--- START OF Material shown ---
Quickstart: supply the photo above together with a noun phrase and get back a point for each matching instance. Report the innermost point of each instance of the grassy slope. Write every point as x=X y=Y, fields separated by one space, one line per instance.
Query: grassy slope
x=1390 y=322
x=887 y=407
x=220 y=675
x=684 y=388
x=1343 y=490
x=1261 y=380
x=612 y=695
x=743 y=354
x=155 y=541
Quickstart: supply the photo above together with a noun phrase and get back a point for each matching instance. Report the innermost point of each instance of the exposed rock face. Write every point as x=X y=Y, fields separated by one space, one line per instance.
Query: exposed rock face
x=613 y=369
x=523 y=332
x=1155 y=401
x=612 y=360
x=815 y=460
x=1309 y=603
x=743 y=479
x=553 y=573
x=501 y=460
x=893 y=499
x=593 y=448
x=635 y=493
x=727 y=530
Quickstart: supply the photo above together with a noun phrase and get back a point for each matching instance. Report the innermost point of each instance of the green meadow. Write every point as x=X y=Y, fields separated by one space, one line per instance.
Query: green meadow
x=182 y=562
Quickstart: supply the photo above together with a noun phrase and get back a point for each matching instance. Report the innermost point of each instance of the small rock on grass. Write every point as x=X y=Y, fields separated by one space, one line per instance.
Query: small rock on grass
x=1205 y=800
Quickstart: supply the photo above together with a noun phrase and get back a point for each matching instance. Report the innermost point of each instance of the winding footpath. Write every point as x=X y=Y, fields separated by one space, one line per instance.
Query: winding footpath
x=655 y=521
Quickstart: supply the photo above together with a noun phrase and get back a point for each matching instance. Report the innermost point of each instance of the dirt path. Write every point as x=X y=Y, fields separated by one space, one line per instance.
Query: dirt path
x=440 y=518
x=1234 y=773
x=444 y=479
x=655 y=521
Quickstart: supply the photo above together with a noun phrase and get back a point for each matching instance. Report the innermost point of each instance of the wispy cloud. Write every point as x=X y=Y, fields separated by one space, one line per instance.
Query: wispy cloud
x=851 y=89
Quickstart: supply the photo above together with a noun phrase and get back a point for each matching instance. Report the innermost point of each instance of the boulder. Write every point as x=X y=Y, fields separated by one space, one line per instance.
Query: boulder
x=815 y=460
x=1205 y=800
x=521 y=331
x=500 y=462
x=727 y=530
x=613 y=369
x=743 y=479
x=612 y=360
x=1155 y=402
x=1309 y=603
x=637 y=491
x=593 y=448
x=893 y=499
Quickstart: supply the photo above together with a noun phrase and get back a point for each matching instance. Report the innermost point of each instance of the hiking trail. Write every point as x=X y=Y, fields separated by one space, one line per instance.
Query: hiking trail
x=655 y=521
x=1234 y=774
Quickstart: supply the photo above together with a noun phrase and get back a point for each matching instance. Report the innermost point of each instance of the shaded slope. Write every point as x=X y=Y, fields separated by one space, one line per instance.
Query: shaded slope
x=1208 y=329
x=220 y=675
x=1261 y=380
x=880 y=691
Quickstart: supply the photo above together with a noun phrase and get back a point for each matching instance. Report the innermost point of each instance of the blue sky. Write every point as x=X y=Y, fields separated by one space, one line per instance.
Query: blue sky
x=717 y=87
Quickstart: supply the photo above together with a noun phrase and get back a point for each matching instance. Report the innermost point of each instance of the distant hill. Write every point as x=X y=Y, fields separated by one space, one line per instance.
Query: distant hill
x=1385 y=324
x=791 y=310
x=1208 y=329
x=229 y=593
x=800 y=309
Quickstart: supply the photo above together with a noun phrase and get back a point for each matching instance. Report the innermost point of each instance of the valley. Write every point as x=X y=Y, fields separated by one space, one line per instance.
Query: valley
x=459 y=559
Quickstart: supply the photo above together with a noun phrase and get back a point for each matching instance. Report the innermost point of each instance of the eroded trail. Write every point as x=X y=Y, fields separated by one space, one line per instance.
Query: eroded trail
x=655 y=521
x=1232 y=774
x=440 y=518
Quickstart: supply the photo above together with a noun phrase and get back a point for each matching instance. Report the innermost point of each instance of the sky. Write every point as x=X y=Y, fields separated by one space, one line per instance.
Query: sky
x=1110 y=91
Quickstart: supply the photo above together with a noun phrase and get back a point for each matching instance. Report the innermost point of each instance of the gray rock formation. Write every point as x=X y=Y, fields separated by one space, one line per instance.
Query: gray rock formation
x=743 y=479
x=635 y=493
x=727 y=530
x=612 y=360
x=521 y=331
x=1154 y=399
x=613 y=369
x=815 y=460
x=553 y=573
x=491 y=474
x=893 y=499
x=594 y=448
--- END OF Material shown ---
Reproduce the material in full, swapping each occurrence of "innermost point" for "central point" and keeping everything else as it stands.

Quickstart: supply the photo above together with a noun phrase and get back a point for each matching instance. Report the central point of each instance of the grassy slope. Write every point as x=X y=Y, fields separated by one space, one line per instance.
Query: grassy slope
x=1390 y=322
x=887 y=407
x=220 y=675
x=684 y=388
x=1343 y=490
x=1261 y=380
x=612 y=695
x=743 y=354
x=155 y=541
Quickstart: supply the photo above together with a noun phrase and get back a point for each matching instance. Report the central point of each instance of the exposed rock face. Write every point as x=X y=Y, fields separated by one space, one line per instance.
Query: exposed rock face
x=613 y=369
x=523 y=332
x=1155 y=401
x=612 y=360
x=815 y=460
x=1309 y=603
x=743 y=479
x=553 y=573
x=501 y=460
x=893 y=499
x=593 y=448
x=635 y=493
x=727 y=530
Quickstart: supply the photo above together with a noun phrase and get back a point for each matching instance. Report the central point of each instance of the green meadow. Write every point as x=X y=Y, fields separated by one space, one line per instance.
Query: green meadow
x=182 y=562
Quickstart: supply the photo above together with a noun phrase and get back a point for each matching instance. Report the central point of each instance of the small rock on grass. Write every point as x=X y=Y, fields separated by one space, one line per instance.
Query: small rock on grass
x=1205 y=800
Quickstart: supply the photo above together with a noun phrase and get back a point for each matching instance. Report the central point of each instance of the winding footpath. Write every point as x=X y=Y, fields separated by one space, one line per instance.
Query: winding footpath
x=655 y=521
Quickstart: supply the photo above together with a noun phrase and get back a point for each matching instance. Report the central point of each instance of the dirt path. Write every point as x=X y=Y, fields separated by one space, one line per instance.
Query: dirt path
x=440 y=518
x=1234 y=773
x=444 y=479
x=655 y=521
Quickstart: supply the photo above together with a noun phrase and get back a point for each matching instance. Report the central point of each instance of the wispy cloud. Write every point as x=X y=Y, fields separated by one space, one line per instance.
Query: wispy cloud
x=851 y=89
Quickstart: supply the photo above together with a noun phrase and get back a point for each matching instance. Report the central point of each instance of the boulder. Write every point as x=X y=Y, fields separated by one space, one line per instance.
Query: boulder
x=815 y=460
x=1205 y=800
x=521 y=331
x=500 y=462
x=727 y=530
x=613 y=369
x=743 y=479
x=612 y=360
x=1155 y=402
x=1309 y=603
x=637 y=491
x=593 y=448
x=893 y=499
Quickstart: supply the photo above together with a noun phrase and get back a point for each matching instance. Report the central point of each instance of the hiking trail. Write every point as x=X y=Y, fields separated by one space, one line per instance.
Query: hiking trail
x=655 y=521
x=1234 y=774
Quickstart: supply the photo above together with a noun phrase and get back a point for each matching instance. Report the central point of each instance of the shaded slope. Write every point as x=X y=Y, fields separated by one space, one line per instance.
Query: shaded slope
x=1208 y=329
x=220 y=675
x=1261 y=380
x=880 y=691
Quickstart: supply the photo above together with a noun phrase and get back a point for each matching instance. Report the central point of each instance of the blue sky. Write every point as x=X y=Y, fields separated by one space, one line per instance.
Query: blue sky
x=717 y=87
Quickstart: supply the photo above together with a noun phrase and get back a point for each matching instance. Report the central point of each instance of the distant hill. Write every point as x=X y=Y, fields separated by one space, one line per instance.
Query: distant hill
x=1385 y=324
x=791 y=310
x=1208 y=329
x=229 y=593
x=800 y=309
Quickstart: supply the photo above together with a noun phrase and get back a point for each matching instance. Report the central point of each instance of the valley. Write every point as x=X y=Y, fields separated by one space, one line per instance.
Query: valley
x=459 y=559
Quickstart: supply the photo above together with a noun phrase and get back a point for each matching instance. Report the central point of each instance of the eroded trail. Write every point as x=X y=Y, fields separated by one space, one line per instance.
Query: eroded trail
x=655 y=521
x=1232 y=774
x=440 y=518
Quickstart: supply the photo above together with a noun phrase and get back a point for each matching instance. Report the central point of each instance of the sky. Write every point as x=X y=Y, fields separated by one space, one line per instance.
Query: sky
x=1110 y=91
Quickstart: supply the photo above together with a noun phrase and get back a point for each matching instance. Report the central point of each instance of the gray rock formation. Write every point as x=X y=Y, fields separated by one space, one line per instance.
Query: gray rock formation
x=743 y=479
x=635 y=493
x=727 y=530
x=612 y=360
x=521 y=331
x=1154 y=399
x=613 y=369
x=815 y=460
x=553 y=573
x=491 y=474
x=893 y=499
x=594 y=448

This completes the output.